#### EXERCISE TEXT
Zoe Whittall confesses her cottage sins: Lust

Pride, wrath, envy, sloth, lust, greed, gluttony—the cottage can bring out the best and the worst in us. We asked seven of Canada’s top writers to come clean about their cottage sins.

I Have a Confession to Make…

I didn’t learn about cottage culture until I moved to Toronto from Montreal in my 20s and encountered the Cottage, the proper noun. As far as I knew, the Cottage didn’t really exist anywhere else in Canada. I worked in a store and a co-worker would say, “I’m going up to the Cottage this weekend.” Which cottage? I would wonder, quietly. It reminded me of how in the LGBTQ+ community we say “Are you going to the Bar?” even when we live in a city with thousands of bars.

The first thing I noticed about Toronto was the wider disparity between rich and poor. I arrived during the Harris years to house-sit with a friend I’d met at Concordia University. Our class differences weren’t that noticeable in our shared Montreal apartment. But in Toronto, our differences were stark.
########
TASK DETAILS
Answer each question from the cottage essay above.
(a) How many writers were asked to confess their cottage sins?
(b) From which city did the writer move to Toronto?
(c) At which university did the writer meet the friend they house-sat with?
#### SUPPLIED ENTRIES
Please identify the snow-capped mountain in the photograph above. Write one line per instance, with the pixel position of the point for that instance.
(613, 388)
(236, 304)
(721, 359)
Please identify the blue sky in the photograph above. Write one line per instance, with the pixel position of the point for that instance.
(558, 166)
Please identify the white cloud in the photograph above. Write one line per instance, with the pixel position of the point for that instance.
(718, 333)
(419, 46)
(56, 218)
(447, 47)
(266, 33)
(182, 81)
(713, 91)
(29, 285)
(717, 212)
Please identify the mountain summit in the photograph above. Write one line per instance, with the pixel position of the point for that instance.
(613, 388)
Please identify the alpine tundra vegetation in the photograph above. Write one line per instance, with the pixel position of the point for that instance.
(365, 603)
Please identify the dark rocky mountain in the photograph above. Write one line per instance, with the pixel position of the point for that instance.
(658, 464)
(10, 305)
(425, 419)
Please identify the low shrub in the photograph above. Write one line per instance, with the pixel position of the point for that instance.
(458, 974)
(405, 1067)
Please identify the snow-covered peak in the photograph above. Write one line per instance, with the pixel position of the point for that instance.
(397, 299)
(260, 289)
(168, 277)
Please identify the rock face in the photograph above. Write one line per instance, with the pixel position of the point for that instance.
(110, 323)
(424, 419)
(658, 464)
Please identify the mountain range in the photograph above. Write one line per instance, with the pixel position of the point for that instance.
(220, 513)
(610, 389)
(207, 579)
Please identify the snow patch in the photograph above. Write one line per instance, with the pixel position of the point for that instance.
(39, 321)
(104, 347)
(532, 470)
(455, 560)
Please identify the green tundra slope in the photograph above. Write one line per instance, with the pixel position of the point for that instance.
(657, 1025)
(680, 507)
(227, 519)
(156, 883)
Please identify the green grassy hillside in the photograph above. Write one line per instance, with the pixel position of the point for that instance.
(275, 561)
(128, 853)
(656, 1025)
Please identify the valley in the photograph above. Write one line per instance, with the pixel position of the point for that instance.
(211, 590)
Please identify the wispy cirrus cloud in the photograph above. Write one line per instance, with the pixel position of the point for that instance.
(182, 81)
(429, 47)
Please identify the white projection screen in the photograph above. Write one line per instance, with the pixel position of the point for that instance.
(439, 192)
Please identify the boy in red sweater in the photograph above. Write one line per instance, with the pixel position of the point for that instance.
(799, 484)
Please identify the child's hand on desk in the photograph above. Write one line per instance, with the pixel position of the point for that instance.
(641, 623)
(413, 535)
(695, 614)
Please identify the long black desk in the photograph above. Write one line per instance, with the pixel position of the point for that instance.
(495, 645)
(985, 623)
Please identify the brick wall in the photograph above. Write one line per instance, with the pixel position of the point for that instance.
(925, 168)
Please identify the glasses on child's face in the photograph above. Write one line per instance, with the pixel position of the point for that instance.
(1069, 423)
########
SOLUTION TO THE EXERCISE
(a) Seven
(b) Montreal
(c) Concordia University